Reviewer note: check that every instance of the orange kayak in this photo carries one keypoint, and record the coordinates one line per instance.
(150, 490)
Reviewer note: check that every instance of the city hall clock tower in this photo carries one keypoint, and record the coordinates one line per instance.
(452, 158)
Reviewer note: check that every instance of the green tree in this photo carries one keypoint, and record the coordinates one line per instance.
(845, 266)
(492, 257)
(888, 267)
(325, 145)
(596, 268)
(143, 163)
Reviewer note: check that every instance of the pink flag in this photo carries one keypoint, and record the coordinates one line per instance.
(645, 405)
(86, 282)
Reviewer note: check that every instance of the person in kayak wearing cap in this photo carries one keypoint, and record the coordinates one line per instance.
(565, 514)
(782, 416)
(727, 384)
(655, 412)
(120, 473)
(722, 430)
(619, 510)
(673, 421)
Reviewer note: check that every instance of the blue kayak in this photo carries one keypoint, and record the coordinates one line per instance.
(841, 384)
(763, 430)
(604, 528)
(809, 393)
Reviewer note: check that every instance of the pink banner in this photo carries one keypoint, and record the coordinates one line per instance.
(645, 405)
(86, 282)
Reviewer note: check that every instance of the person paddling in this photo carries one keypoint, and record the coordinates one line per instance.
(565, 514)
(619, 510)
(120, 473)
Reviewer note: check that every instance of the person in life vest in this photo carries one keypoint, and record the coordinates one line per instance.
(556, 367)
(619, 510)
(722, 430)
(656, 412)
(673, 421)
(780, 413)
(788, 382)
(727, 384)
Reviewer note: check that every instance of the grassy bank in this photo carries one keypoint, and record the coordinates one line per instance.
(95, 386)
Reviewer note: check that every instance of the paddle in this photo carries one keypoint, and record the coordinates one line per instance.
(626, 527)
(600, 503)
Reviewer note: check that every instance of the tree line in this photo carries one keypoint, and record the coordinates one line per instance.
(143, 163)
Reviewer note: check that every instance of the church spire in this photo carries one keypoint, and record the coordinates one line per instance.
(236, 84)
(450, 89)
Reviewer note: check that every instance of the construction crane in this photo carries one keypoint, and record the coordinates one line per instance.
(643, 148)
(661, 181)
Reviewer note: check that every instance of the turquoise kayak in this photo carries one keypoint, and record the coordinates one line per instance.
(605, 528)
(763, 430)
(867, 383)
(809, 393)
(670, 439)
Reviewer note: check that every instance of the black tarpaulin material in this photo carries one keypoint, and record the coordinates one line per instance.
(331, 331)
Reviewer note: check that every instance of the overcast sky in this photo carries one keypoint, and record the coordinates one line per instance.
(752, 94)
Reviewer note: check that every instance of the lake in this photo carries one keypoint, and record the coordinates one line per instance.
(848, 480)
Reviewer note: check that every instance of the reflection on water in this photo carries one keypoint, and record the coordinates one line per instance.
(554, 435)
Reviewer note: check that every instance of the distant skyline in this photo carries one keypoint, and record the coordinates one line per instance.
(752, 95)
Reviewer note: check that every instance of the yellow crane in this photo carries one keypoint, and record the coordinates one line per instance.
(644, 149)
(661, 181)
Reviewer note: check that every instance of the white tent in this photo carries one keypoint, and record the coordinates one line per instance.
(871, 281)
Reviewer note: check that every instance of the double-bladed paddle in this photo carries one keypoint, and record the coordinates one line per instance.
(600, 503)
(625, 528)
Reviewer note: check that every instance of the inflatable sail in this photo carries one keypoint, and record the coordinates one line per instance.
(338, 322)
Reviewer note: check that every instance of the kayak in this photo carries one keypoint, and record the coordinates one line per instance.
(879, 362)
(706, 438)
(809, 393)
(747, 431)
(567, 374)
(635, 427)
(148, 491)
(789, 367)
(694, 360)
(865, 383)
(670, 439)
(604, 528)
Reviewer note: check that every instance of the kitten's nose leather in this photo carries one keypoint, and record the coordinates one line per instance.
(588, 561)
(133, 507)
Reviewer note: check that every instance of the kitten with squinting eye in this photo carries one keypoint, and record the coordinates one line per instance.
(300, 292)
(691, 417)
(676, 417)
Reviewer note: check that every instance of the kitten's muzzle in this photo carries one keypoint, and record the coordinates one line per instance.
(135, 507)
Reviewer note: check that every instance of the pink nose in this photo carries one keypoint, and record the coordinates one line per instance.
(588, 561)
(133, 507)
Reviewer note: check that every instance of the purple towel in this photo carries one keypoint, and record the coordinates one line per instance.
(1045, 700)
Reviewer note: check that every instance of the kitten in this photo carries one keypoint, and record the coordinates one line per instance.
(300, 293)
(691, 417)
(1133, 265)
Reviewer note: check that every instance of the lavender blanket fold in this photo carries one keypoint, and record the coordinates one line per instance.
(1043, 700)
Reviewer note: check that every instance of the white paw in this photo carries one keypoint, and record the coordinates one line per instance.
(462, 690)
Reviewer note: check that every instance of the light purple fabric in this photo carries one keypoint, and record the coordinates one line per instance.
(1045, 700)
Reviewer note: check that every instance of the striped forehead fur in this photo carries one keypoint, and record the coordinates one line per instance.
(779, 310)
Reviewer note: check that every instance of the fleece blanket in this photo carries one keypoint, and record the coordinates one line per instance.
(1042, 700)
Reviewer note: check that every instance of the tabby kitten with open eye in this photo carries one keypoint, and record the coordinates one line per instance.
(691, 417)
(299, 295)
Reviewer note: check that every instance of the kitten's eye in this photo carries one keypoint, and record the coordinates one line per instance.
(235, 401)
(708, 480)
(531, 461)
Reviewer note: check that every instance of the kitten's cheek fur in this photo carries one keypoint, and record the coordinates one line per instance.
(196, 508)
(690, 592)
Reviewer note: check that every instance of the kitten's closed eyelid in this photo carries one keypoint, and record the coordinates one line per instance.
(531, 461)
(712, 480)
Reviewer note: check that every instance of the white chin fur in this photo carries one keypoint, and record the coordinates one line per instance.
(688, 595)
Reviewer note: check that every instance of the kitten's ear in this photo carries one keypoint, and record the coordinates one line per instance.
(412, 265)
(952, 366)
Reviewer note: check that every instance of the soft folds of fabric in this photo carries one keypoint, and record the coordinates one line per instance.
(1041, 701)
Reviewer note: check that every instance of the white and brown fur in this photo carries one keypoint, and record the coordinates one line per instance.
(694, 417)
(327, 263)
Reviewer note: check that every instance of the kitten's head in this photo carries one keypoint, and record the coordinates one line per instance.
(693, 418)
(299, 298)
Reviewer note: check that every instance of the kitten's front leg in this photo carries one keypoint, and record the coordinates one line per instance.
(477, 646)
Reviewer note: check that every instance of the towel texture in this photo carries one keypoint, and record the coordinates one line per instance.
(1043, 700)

_Set exercise_
Without changing a word, restate the whole listing.

_Exercise output_
Reviewer note: check that every instance of the orange kayak in this photo carries one keypoint, and record the coordinates one line per instance.
(150, 490)
Reviewer note: check that every instance of the city hall clock tower in this photo carries one keypoint, and record the coordinates one line per instance.
(452, 158)
Reviewer note: check that every instance of the green tree in this photo carries one keypoint, and record the coordinates one line per instance.
(845, 266)
(492, 257)
(888, 267)
(325, 145)
(596, 268)
(143, 163)
Reviewer note: check that every instance of the pink flag in this photo carries one keypoint, and record the coordinates one line per instance.
(645, 405)
(86, 282)
Reviewer note: check that every instance of the person in kayak wearing cap in this photo carries one keypoint, and record the coordinates one line per instance.
(565, 514)
(782, 416)
(727, 384)
(655, 412)
(120, 473)
(722, 430)
(619, 510)
(673, 421)
Reviewer note: check that every instance of the blue kayak in this photo carries one keypoint, and record the coordinates one line per instance.
(841, 384)
(763, 430)
(604, 528)
(809, 393)
Reviewer note: check that every instance of the pink banner in this photo carries one keypoint, and record the coordinates one line per instance.
(645, 405)
(86, 282)
Reviewer note: check that every instance of the person paddling in this photo carries one keypoint, and record the coordinates one line per instance.
(565, 514)
(619, 510)
(120, 473)
Reviewer note: check that every instance of the person in life vest in this photo carries one keypoint, and record the coordinates one line per instance.
(556, 367)
(619, 510)
(722, 430)
(656, 412)
(673, 421)
(780, 413)
(788, 382)
(727, 384)
Reviewer note: check that every instance of the grassy bank in this photo carries one keypoint, and record the coordinates one line per instance.
(95, 386)
Reviewer note: check that every instance of the paddle in this photo carries one keypoint, and record the coordinates one line per instance.
(626, 527)
(600, 503)
Reviewer note: check that every instance of the tree line in this photo carries one keypoint, and record the coordinates one line per instance.
(143, 163)
Reviewer note: check that every instance of the church spire in this photo carries one keypoint, and record the coordinates one line per instance.
(236, 84)
(450, 89)
Reviewer note: check that every instance of the construction crane in this photo carries one keypoint, and record the coordinates one line per instance.
(643, 148)
(661, 181)
Reviewer note: check that every instance of the turquoise kayak in this photo carries one keypoint, and record the coordinates one line per instance.
(605, 528)
(763, 430)
(867, 383)
(809, 393)
(670, 439)
Reviewer note: check that every instance of the black tarpaulin material in this photo carries one keypoint, and record the coordinates one line per instance.
(331, 331)
Reviewer note: check that every instance of the overcast sky in this photo carries one keypoint, and record the coordinates one line per instance.
(752, 94)
Reviewer note: check that every instance of the lake in this photo carries one keypoint, and record the coordinates one line per instance.
(848, 480)
Reviewer note: check that every instance of the reflection on water in this photo carries one keypoint, and record the coordinates one line per instance.
(554, 435)
Reviewer note: check that every instance of the distant skyline in this photo carries one keypoint, and record the coordinates one line per instance.
(752, 95)
Reviewer note: check that every instance of the yellow crane in this photo carries one keypoint, and record the coordinates one line per instance.
(644, 149)
(661, 181)
Reviewer note: check that every instance of the white tent in this photo carries one keypoint, and record the coordinates one line per instance.
(871, 281)
Reviewer note: check that every instance of the double-bladed paddle in this photo carries one keypoint, and record the coordinates one line per instance.
(600, 503)
(625, 528)
Reviewer note: check that every instance of the inflatable sail in this photo carries one keypoint, and record the coordinates one line per instance.
(338, 322)
Reviewer note: check that every instance of the kayak in this photo carries one keypoint, and record the coordinates one line per instance.
(879, 362)
(706, 438)
(809, 393)
(747, 431)
(567, 374)
(635, 427)
(148, 491)
(789, 367)
(694, 360)
(865, 383)
(670, 439)
(604, 528)
Reviewer note: check that every instance of the kitten's nose leather in this photo carries one keypoint, and record the coordinates one line per instance.
(588, 561)
(133, 507)
Reviewer note: check that every instance of the kitten with squinting eye in this photo carries one keypoint, and record the coordinates one line per instance.
(300, 292)
(691, 417)
(676, 417)
Reviewer note: check that every instance of the kitten's muzzle in this photo carries one keypoint, and record the coordinates one line per instance.
(135, 507)
Reviewer note: check that every instance of the pink nose in this photo carries one keypoint, and record the coordinates one line per instance.
(588, 561)
(133, 507)
Reviewer note: check that every instance of the purple towel in this photo carries one keypoint, and record the coordinates one line per instance.
(1045, 700)
Reviewer note: check that every instance of the kitten in this photo carries one keypoint, and record the coordinates one line per instance.
(300, 293)
(691, 417)
(1133, 265)
Reviewer note: check that every instance of the lavender blanket fold in this photo carries one keypoint, and record the coordinates one line per instance.
(1043, 700)
Reviewer note: check that every instance of the white paw in this photo carries one keypoint, and record the coordinates one line per instance.
(462, 690)
Reviewer note: check that every instance of the light purple fabric in this photo carries one keypoint, and record the coordinates one line per instance.
(1045, 700)
Reviewer note: check that every instance of the striped forehead fur in this photo carries one keypoint, and record the coordinates one line per instance.
(779, 310)
Reviewer note: check that every instance of the fleece blanket in this photo carries one keypoint, and record the coordinates one line per instance.
(1042, 700)
Reviewer note: check that every instance of the tabby kitten with open eye in this photo carries one keypoint, and record the coordinates one line per instance.
(691, 417)
(299, 295)
Reviewer note: check that every instance of the kitten's eye in this photo carries one keypoint, and record the coordinates one line per instance.
(235, 401)
(708, 480)
(531, 461)
Reviewer note: check that every instance of the kitten's cheek fur in this photo carries one keypoint, and record the coordinates one line per instance.
(196, 508)
(690, 592)
Reviewer note: check that every instance of the kitten's closed eyelid in this photo carries one keypoint, and record the coordinates one line per instance.
(531, 461)
(712, 480)
Reviewer note: check that every instance of the white chin fur in this photo carries one keypoint, and record the coordinates one line per instance.
(688, 595)
Reviewer note: check that every instance of the kitten's ear in this photo carries one keypoint, and record the coordinates one line per instance.
(412, 265)
(952, 366)
Reviewer note: check that every instance of the soft folds of fabric in this photo carries one keypoint, and record the coordinates one line per instance.
(1041, 701)
Reviewer note: check that every instance of the white and brown fur in this photo carries one keypoint, and record the coordinates one line per instance.
(694, 417)
(327, 263)
Reviewer note: check that every instance of the kitten's head in this photo carries one keypoint, and record the coordinates one line per instance.
(693, 418)
(299, 298)
Reviewer note: check that every instance of the kitten's front leg in this photo carries one keypoint, and record the coordinates one line per instance.
(477, 646)
Reviewer note: check that every instance of the towel texture in this photo carries one keypoint, and record the coordinates one line per instance.
(1043, 700)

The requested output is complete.